Quoted passage »
[Start of Attachment]

Coyotes and Stray Dogs Are Focus of Leafy Greens Study
Chris Brunner, November 22, 2014
Rich soil, water access and abundant sunshine in Yuma, Arizona, make it the nation’s largest leafy green vegetable producer. The desert southwest provides 90% of the nation’s leafy vegetables between November and March. Yuma is the winter vegetable capital of the world.
In 2010 an E. coli O145:H28 outbreak tied to bagged Romaine lettuce, sickened at least 30 people in 5 states. Three patients developed a type of kidney failure known as hemolytic uremic syndrome, or HUS. No deaths were reported. Investigations linked the outbreak to shredded Romaine lettuce from a single processing facility in the Yuma area. Several potential sources for the E. coli were evaluated but the exact source was not determined.
Food safety research projects underway since the outbreak are helping answer questions faced by the leafy greens industry. The correlation between animal defection in vegetable fields and potential E. coli infection remains a concern.

[End of Attachment]

Recorded information »
[Start of Attachment]

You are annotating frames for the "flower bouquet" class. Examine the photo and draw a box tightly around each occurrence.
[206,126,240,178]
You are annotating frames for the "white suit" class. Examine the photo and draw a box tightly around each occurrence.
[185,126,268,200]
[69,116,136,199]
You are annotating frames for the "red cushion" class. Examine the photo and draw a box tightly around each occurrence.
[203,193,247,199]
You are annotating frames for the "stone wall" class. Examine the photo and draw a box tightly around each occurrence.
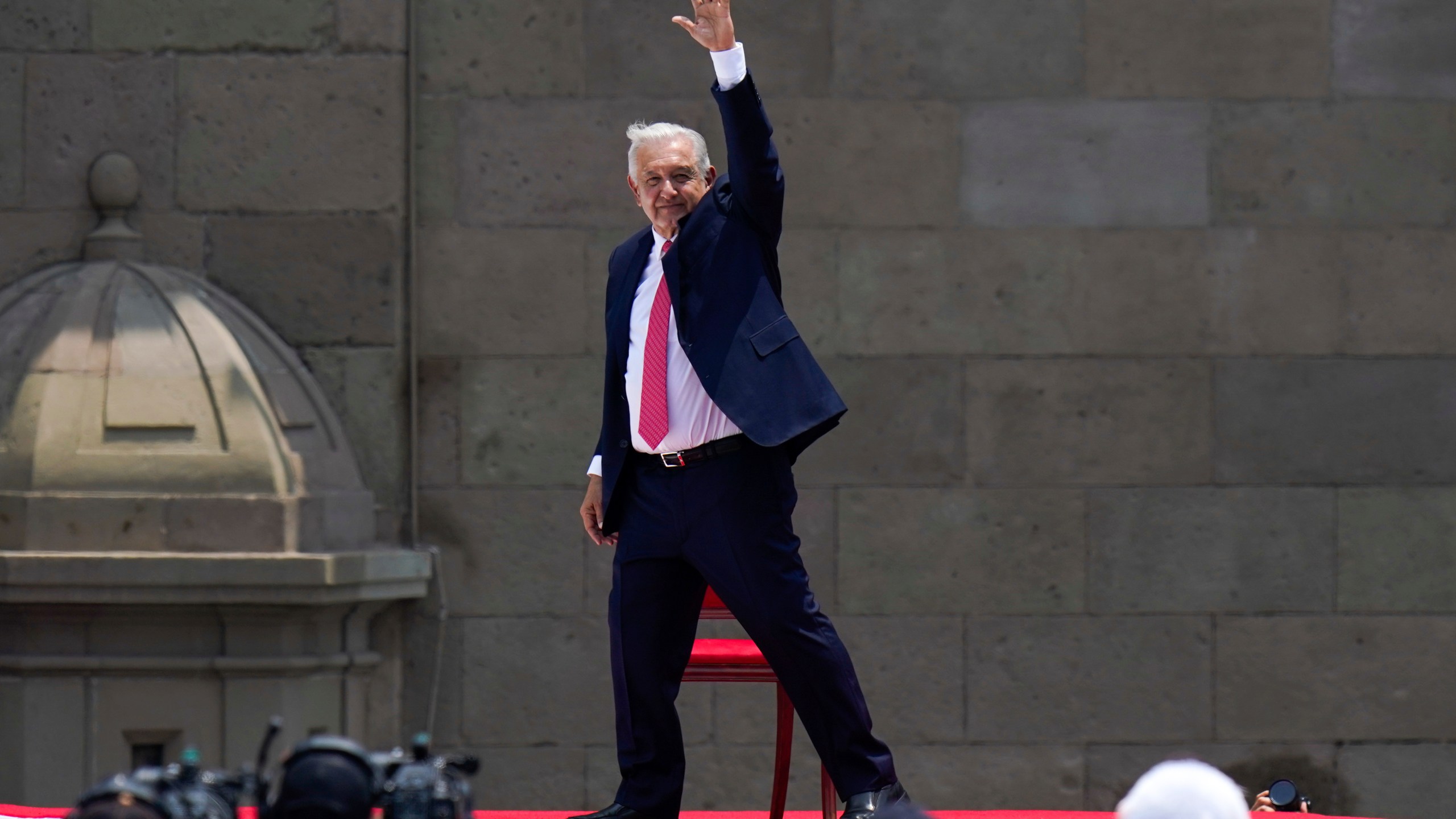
[418,0,1456,816]
[0,0,409,539]
[9,0,1456,816]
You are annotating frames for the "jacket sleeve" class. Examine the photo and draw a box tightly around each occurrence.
[713,72,783,243]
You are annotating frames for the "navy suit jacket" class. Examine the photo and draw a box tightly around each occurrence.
[597,75,845,532]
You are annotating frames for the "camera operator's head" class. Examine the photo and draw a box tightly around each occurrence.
[1117,759,1249,819]
[268,736,377,819]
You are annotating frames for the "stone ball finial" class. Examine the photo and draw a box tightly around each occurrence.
[84,150,141,259]
[90,151,141,210]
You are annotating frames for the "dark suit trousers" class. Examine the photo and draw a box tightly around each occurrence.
[609,444,895,819]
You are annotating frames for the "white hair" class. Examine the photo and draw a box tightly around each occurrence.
[1117,759,1249,819]
[627,119,710,179]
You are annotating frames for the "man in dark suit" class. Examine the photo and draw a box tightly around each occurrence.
[581,0,905,819]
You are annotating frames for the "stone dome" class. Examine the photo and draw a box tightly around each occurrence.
[0,155,374,552]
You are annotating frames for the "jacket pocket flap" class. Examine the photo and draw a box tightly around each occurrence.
[748,316,799,355]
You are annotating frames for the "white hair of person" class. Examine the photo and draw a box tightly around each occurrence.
[1117,759,1249,819]
[627,119,712,181]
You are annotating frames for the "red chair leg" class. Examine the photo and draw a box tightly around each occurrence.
[769,682,793,819]
[820,765,839,819]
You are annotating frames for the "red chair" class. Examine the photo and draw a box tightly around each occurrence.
[683,588,839,819]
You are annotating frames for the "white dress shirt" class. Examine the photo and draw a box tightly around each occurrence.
[587,42,748,475]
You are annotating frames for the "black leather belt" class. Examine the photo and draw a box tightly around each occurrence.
[647,433,748,469]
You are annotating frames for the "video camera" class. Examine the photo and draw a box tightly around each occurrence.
[68,717,481,819]
[70,747,252,819]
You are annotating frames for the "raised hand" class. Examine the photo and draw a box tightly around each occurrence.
[673,0,737,51]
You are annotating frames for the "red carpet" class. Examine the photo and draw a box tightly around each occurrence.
[0,804,1374,819]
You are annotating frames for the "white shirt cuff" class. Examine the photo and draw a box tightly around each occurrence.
[708,42,748,90]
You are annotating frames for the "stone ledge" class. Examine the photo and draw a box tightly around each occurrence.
[0,651,383,676]
[0,548,431,605]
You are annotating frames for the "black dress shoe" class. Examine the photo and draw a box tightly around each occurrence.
[566,791,643,819]
[839,783,910,819]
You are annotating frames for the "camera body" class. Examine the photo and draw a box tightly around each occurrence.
[71,747,249,819]
[379,734,481,819]
[68,717,481,819]
[1268,780,1313,813]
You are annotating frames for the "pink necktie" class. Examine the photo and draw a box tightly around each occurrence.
[638,239,673,449]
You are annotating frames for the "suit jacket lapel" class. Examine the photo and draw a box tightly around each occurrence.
[607,228,652,371]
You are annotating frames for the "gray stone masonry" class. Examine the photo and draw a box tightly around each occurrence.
[9,0,1456,819]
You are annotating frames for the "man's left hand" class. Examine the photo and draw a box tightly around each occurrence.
[673,0,738,51]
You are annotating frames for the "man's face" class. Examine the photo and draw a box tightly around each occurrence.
[627,138,718,236]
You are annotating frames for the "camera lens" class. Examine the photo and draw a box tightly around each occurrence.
[1269,780,1299,808]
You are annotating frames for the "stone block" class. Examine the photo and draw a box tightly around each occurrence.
[1216,617,1456,742]
[25,54,177,210]
[0,0,90,49]
[1214,358,1456,484]
[415,0,579,95]
[582,0,833,99]
[965,617,1223,743]
[90,0,333,51]
[462,618,616,744]
[335,0,409,51]
[894,744,1085,810]
[796,358,965,485]
[163,495,294,552]
[207,216,400,344]
[130,210,207,271]
[1207,228,1347,355]
[1209,101,1456,226]
[1083,0,1329,98]
[1085,743,1354,816]
[1339,229,1456,355]
[1070,230,1222,355]
[1087,488,1335,612]
[961,101,1209,228]
[460,358,601,487]
[839,228,1219,354]
[1334,0,1456,99]
[835,617,965,744]
[0,210,96,284]
[25,495,166,552]
[768,99,959,228]
[419,228,588,355]
[86,676,223,775]
[965,360,1213,484]
[470,747,585,810]
[1333,743,1456,819]
[454,98,723,227]
[0,55,25,205]
[182,54,406,212]
[708,679,780,744]
[1338,487,1456,612]
[418,358,460,487]
[419,490,587,617]
[303,347,409,539]
[413,96,460,225]
[222,675,339,767]
[683,744,773,810]
[0,676,92,804]
[780,230,840,355]
[399,612,468,747]
[839,488,1086,614]
[834,0,1082,99]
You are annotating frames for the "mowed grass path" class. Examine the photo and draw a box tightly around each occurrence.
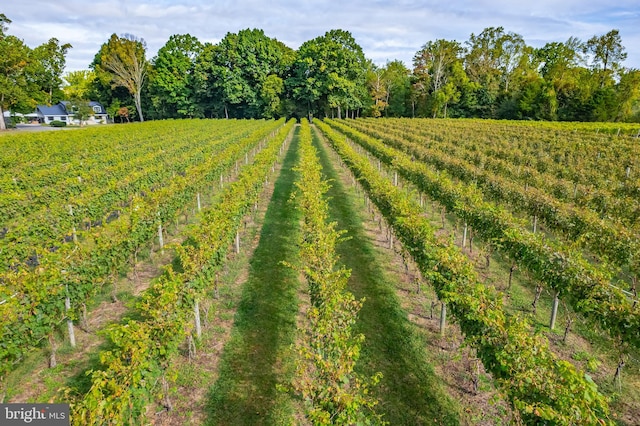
[314,127,460,425]
[207,129,300,425]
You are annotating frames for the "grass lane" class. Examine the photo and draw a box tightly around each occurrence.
[207,129,299,425]
[314,125,460,425]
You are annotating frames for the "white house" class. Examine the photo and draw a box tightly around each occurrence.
[36,101,109,125]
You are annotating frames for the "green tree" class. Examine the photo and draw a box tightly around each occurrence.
[148,34,204,118]
[62,70,96,99]
[0,13,42,130]
[33,38,72,105]
[382,60,411,117]
[615,69,640,121]
[584,30,627,87]
[367,61,389,117]
[194,29,295,118]
[289,30,369,117]
[464,27,526,117]
[413,39,467,118]
[92,34,148,121]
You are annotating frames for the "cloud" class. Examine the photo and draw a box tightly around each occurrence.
[3,0,640,70]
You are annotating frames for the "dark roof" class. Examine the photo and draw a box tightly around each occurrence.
[89,101,107,114]
[38,104,69,115]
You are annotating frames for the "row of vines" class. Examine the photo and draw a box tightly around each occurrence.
[67,121,293,425]
[0,121,284,376]
[317,123,616,424]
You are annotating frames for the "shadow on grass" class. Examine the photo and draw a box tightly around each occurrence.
[314,129,460,425]
[207,131,299,425]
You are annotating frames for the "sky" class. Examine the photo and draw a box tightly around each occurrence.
[0,0,640,71]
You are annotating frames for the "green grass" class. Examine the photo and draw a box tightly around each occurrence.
[207,130,299,425]
[315,128,460,425]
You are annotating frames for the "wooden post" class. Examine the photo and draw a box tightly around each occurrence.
[69,204,78,244]
[549,292,558,330]
[193,300,202,339]
[440,302,447,336]
[64,285,76,348]
[158,223,164,254]
[49,333,58,368]
[462,222,467,248]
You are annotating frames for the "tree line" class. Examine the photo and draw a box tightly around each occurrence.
[0,11,640,128]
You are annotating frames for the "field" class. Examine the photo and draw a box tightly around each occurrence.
[0,119,640,425]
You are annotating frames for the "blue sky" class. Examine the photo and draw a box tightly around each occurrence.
[0,0,640,70]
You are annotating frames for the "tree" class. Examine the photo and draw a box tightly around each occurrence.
[94,34,147,121]
[615,69,640,121]
[413,39,464,118]
[0,13,41,130]
[195,29,295,118]
[62,70,96,99]
[464,27,526,117]
[367,61,389,117]
[69,99,93,126]
[289,30,369,117]
[585,30,627,77]
[148,34,204,118]
[33,38,72,105]
[382,60,411,117]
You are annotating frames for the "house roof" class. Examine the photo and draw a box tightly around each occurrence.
[37,104,69,115]
[89,101,107,114]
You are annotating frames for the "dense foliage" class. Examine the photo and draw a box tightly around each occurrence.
[0,10,640,122]
[293,120,384,425]
[317,123,611,425]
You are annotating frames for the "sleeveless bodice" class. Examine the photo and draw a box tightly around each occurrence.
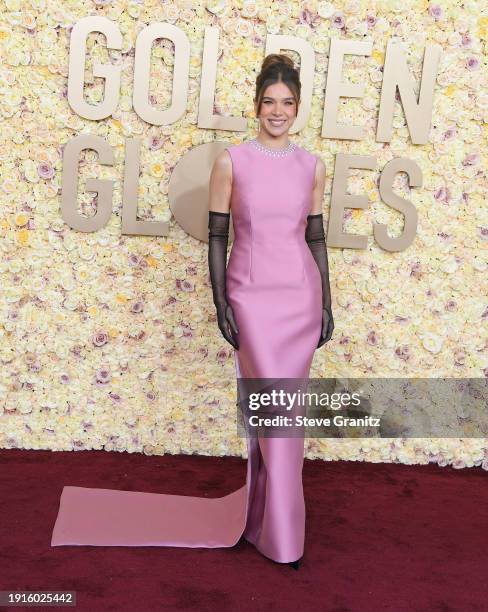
[227,141,319,287]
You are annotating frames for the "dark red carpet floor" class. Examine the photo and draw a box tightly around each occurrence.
[0,450,488,612]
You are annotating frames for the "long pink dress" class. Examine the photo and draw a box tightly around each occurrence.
[51,140,322,563]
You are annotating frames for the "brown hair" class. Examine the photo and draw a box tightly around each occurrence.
[254,53,301,117]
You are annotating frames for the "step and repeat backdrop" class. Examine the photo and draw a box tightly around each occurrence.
[0,0,488,469]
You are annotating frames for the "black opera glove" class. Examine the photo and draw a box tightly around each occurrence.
[305,213,334,348]
[208,210,239,350]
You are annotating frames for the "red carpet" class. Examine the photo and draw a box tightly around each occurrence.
[0,450,488,612]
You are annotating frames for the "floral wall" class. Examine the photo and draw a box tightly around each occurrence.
[0,0,488,469]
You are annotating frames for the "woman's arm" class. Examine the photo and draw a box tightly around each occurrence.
[305,157,334,348]
[208,149,232,213]
[208,151,239,350]
[310,156,325,215]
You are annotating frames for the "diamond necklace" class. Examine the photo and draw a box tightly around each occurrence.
[249,138,297,157]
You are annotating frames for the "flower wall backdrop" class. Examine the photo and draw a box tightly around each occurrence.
[0,0,488,469]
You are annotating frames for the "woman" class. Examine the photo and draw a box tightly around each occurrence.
[51,54,333,568]
[209,54,334,568]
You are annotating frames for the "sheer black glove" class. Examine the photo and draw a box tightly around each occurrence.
[305,213,334,348]
[208,210,239,350]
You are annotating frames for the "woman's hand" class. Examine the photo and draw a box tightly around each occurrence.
[217,302,239,350]
[317,307,334,348]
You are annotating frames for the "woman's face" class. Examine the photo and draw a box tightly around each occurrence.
[254,82,297,137]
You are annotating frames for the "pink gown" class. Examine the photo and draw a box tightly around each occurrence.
[51,140,322,563]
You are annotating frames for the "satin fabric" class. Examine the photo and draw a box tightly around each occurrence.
[51,141,322,563]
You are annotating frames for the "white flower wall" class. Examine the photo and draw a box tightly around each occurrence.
[0,0,488,469]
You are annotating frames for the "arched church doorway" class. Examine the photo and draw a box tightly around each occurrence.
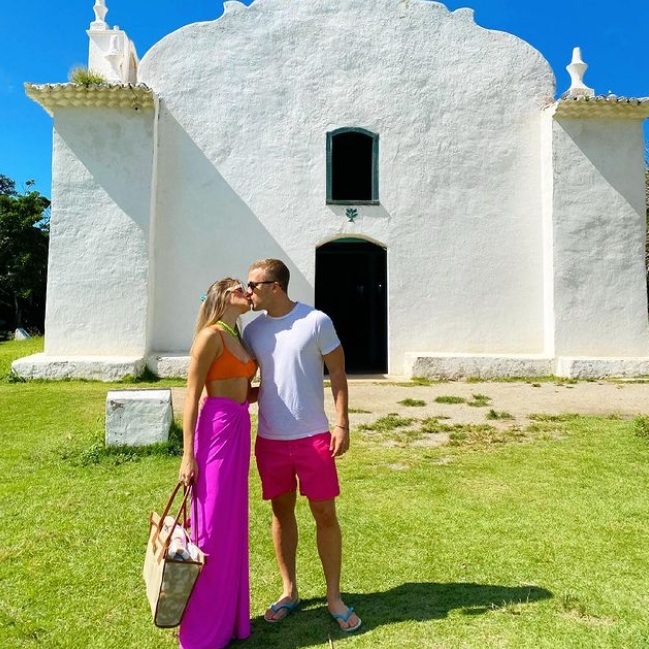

[End of Attachment]

Goal of the exercise » From the leafy greens article above, set down word for word the passage starting at "Coyotes and Stray" and ending at "was not determined.".

Answer to this task »
Coyotes and Stray Dogs Are Focus of Leafy Greens Study
Chris Brunner, November 22, 2014
Rich soil, water access and abundant sunshine in Yuma, Arizona, make it the nation’s largest leafy green vegetable producer. The desert southwest provides 90% of the nation’s leafy vegetables between November and March. Yuma is the winter vegetable capital of the world.
In 2010 an E. coli O145:H28 outbreak tied to bagged Romaine lettuce, sickened at least 30 people in 5 states. Three patients developed a type of kidney failure known as hemolytic uremic syndrome, or HUS. No deaths were reported. Investigations linked the outbreak to shredded Romaine lettuce from a single processing facility in the Yuma area. Several potential sources for the E. coli were evaluated but the exact source was not determined.